Aim of the exercise: Print the whole listing, character for character.

Material to process:
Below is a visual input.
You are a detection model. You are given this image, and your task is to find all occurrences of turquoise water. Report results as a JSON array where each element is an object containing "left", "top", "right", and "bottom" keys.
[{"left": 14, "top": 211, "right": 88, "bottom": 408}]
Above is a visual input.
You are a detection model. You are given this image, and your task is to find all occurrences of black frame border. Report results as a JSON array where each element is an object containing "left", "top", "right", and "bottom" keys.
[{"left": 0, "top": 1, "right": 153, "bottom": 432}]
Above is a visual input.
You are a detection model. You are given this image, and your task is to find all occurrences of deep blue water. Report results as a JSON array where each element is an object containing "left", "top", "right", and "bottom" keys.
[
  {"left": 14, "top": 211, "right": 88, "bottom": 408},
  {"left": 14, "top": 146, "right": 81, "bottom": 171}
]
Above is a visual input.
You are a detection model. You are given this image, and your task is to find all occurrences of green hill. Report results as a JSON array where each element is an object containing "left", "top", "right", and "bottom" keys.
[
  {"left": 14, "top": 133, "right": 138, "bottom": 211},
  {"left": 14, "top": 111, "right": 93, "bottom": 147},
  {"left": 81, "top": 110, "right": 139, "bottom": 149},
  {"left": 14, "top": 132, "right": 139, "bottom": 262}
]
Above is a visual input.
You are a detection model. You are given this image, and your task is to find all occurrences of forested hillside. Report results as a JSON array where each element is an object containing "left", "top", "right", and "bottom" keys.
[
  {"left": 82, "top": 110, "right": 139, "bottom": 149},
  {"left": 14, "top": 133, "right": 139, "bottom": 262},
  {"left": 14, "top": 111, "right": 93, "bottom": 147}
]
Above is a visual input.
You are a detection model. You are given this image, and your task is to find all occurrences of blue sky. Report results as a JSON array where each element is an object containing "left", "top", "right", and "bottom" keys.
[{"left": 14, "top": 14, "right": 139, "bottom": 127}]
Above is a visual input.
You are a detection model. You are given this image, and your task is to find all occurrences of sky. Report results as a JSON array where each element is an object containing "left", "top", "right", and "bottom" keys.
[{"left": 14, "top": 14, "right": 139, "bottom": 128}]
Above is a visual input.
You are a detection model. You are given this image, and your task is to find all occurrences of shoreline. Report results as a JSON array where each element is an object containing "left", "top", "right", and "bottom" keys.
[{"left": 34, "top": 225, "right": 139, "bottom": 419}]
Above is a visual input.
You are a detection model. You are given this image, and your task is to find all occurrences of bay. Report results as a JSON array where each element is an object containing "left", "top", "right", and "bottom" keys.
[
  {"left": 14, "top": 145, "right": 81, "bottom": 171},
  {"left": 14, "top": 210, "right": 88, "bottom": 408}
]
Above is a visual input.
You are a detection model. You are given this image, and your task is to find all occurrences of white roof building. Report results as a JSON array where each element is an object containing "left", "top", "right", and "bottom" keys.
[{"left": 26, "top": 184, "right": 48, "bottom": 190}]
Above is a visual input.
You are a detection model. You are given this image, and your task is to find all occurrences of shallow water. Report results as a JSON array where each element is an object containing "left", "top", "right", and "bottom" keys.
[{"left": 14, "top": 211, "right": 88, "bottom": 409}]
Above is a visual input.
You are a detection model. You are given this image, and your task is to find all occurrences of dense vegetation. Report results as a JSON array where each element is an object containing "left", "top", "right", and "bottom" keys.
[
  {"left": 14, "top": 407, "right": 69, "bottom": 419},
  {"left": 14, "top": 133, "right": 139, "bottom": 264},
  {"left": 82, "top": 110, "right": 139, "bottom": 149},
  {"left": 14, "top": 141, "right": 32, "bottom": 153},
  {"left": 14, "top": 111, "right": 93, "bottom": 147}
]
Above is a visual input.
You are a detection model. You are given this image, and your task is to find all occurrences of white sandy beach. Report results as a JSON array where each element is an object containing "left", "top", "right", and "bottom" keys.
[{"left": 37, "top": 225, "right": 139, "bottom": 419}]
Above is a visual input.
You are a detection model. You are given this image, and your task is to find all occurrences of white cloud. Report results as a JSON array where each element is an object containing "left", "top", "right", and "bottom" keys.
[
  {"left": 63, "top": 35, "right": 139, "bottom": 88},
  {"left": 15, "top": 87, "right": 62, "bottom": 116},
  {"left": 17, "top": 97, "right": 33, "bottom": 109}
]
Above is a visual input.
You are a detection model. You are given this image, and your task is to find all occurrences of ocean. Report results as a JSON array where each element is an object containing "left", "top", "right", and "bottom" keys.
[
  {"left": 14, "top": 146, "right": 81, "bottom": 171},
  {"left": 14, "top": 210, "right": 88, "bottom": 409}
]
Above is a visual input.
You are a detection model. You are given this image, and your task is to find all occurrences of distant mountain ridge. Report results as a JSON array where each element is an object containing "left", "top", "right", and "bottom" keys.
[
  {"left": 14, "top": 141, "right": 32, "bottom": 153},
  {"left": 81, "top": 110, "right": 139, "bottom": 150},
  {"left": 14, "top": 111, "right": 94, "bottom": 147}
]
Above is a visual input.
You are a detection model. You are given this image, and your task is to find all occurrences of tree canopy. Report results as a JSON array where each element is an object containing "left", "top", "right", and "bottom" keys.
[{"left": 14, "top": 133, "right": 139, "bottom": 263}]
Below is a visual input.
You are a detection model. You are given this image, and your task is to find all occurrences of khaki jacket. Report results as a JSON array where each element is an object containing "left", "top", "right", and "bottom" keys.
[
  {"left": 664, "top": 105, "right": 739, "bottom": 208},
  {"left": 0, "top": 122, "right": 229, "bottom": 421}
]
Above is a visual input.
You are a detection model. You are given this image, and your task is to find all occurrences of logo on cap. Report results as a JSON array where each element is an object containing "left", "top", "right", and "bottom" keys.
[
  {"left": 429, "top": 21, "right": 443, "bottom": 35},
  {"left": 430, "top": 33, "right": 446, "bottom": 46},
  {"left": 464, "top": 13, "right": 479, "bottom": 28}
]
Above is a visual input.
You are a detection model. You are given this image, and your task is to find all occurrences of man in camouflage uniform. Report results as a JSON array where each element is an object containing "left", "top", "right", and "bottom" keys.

Response to the exercise:
Below is a visual input.
You are a detection model. You are given this image, and your task is to find all occurrences of turquoise water. Report results as a JSON array where each element is an object containing "left", "top", "right", and "bottom" keys.
[{"left": 14, "top": 211, "right": 88, "bottom": 408}]
Above is a visual input.
You are a detection model. You are given this image, and your task is to find all occurrences of black frame border. Report results as a JSON array where each element is an object containing "left", "top", "right", and "bottom" keys.
[{"left": 0, "top": 1, "right": 153, "bottom": 432}]
Above is a visual input.
You are a detection model. You are given this image, and your task is to find all occurrences of deep blue water. Report results as a JSON array where each element is an object containing "left", "top", "right", and "bottom" keys.
[
  {"left": 14, "top": 211, "right": 88, "bottom": 408},
  {"left": 14, "top": 146, "right": 81, "bottom": 171}
]
Above is a visual input.
You are a detection model. You are given this image, and your task is to find all occurrences of green hill. Report results as a JSON array where each element is an object containing "left", "top", "right", and "bottom" keys.
[
  {"left": 14, "top": 133, "right": 138, "bottom": 211},
  {"left": 14, "top": 111, "right": 93, "bottom": 147},
  {"left": 81, "top": 110, "right": 139, "bottom": 149},
  {"left": 14, "top": 132, "right": 139, "bottom": 262}
]
Above is a visual input.
You are a detection model. You are given this image, and your task is to find all occurrences of forested hillside. Report results as a JSON array where each element is an object containing "left", "top", "right", and "bottom" keys.
[
  {"left": 82, "top": 110, "right": 139, "bottom": 149},
  {"left": 14, "top": 133, "right": 139, "bottom": 262},
  {"left": 14, "top": 111, "right": 93, "bottom": 147}
]
Above is a visual input.
You are a detection model. You are given this image, and your task is to find all occurrences of blue sky. Report results as a JSON array where each element is an object containing "left", "top", "right", and "bottom" keys.
[{"left": 14, "top": 14, "right": 139, "bottom": 127}]
Above is a visual input.
You are a detection model. You are given this image, and your task is to find all occurrences of sky. Report results as a JSON array where each element is an object containing "left", "top", "right", and "bottom" keys.
[{"left": 14, "top": 14, "right": 139, "bottom": 128}]
Above is a visual input.
You are a detection model. You are given this image, and your task is to find all occurrences of shoreline. Report results as a JSON array where each element is an object containing "left", "top", "right", and "bottom" keys.
[{"left": 34, "top": 225, "right": 139, "bottom": 419}]
Above is a visual input.
You are a detection model. You are given this image, and your task is to find all occurrences of bay. Report results as a JSON array where each element is an object containing "left", "top", "right", and "bottom" keys.
[
  {"left": 14, "top": 145, "right": 81, "bottom": 171},
  {"left": 14, "top": 210, "right": 88, "bottom": 408}
]
Above is a visual input.
You are a detection model. You are given this image, and your task is to find all occurrences of white roof building. Report results as a JSON array where each element is an object containing "left", "top", "right", and "bottom" keys.
[{"left": 26, "top": 184, "right": 48, "bottom": 190}]
Above is a visual input.
You are a detection model. You are given this image, and your task is to find all occurrences of shallow water. Report results as a JSON array where each element is an object containing "left", "top", "right", and "bottom" keys.
[{"left": 14, "top": 211, "right": 88, "bottom": 409}]
Above is a visual input.
You are a detection model. You are given this image, and your task is to find all occurrences of dense vegetation. Report results as a JSON array where each element is an object containing "left", "top", "right", and "bottom" keys.
[
  {"left": 14, "top": 407, "right": 69, "bottom": 419},
  {"left": 14, "top": 133, "right": 139, "bottom": 264},
  {"left": 82, "top": 110, "right": 139, "bottom": 149},
  {"left": 14, "top": 141, "right": 32, "bottom": 153},
  {"left": 14, "top": 111, "right": 93, "bottom": 147}
]
Above is a visual input.
You are a detection model. You are given this image, and your task is to find all occurrences of white sandy beach. Report results as a JSON array where each element is an object containing "left", "top", "right", and "bottom" keys.
[{"left": 37, "top": 225, "right": 139, "bottom": 419}]
Above is a visual input.
You are a detection model. You are given this image, and your task is to find all occurrences of white cloud. Report results as a JSON array where each element is an object containing "left", "top", "right", and "bottom" keys.
[
  {"left": 63, "top": 35, "right": 139, "bottom": 88},
  {"left": 15, "top": 87, "right": 62, "bottom": 116},
  {"left": 17, "top": 97, "right": 33, "bottom": 109}
]
Above is a visual input.
You are a detection model. You are given this image, and your task is to find all occurrences of ocean. Report results as a JSON array where each element is an object containing "left", "top", "right", and "bottom" keys.
[
  {"left": 14, "top": 146, "right": 81, "bottom": 171},
  {"left": 14, "top": 210, "right": 88, "bottom": 409}
]
Above is a visual input.
You are a detection model. You are given this image, and your task is to find all occurrences of distant mountain ridge. Report results as a JSON array where each element is an object containing "left", "top", "right", and "bottom" keys.
[
  {"left": 14, "top": 141, "right": 32, "bottom": 153},
  {"left": 81, "top": 110, "right": 139, "bottom": 150},
  {"left": 14, "top": 111, "right": 94, "bottom": 147}
]
Above is a visual input.
You are a detection model. You are given this image, and your task is to find all occurrences of tree canopy. Report results as a JSON array where each element is an object containing "left", "top", "right", and "bottom" keys.
[{"left": 14, "top": 133, "right": 139, "bottom": 263}]
Below is a visual input.
You are a detection model. You are given this image, and your task is to find all occurrences of khaki jacket. Report results as a JSON array where each element is an object containing "left", "top", "right", and "bottom" keys.
[
  {"left": 664, "top": 105, "right": 739, "bottom": 208},
  {"left": 0, "top": 122, "right": 229, "bottom": 421}
]
Above is a visual input.
You are a detection model. You are given this image, and your task is to find all occurrences of logo on cap. Report results as a JSON array where each element is an object containing "left", "top", "right", and "bottom" keys.
[
  {"left": 429, "top": 21, "right": 443, "bottom": 35},
  {"left": 430, "top": 33, "right": 446, "bottom": 46},
  {"left": 464, "top": 13, "right": 479, "bottom": 28}
]
Above is a visual input.
You are a detection model. You are given this image, and your task is to find all occurrences of man in camouflage uniform. Report results as a JSON array where each element is an object containing "left", "top", "right", and "bottom" keys.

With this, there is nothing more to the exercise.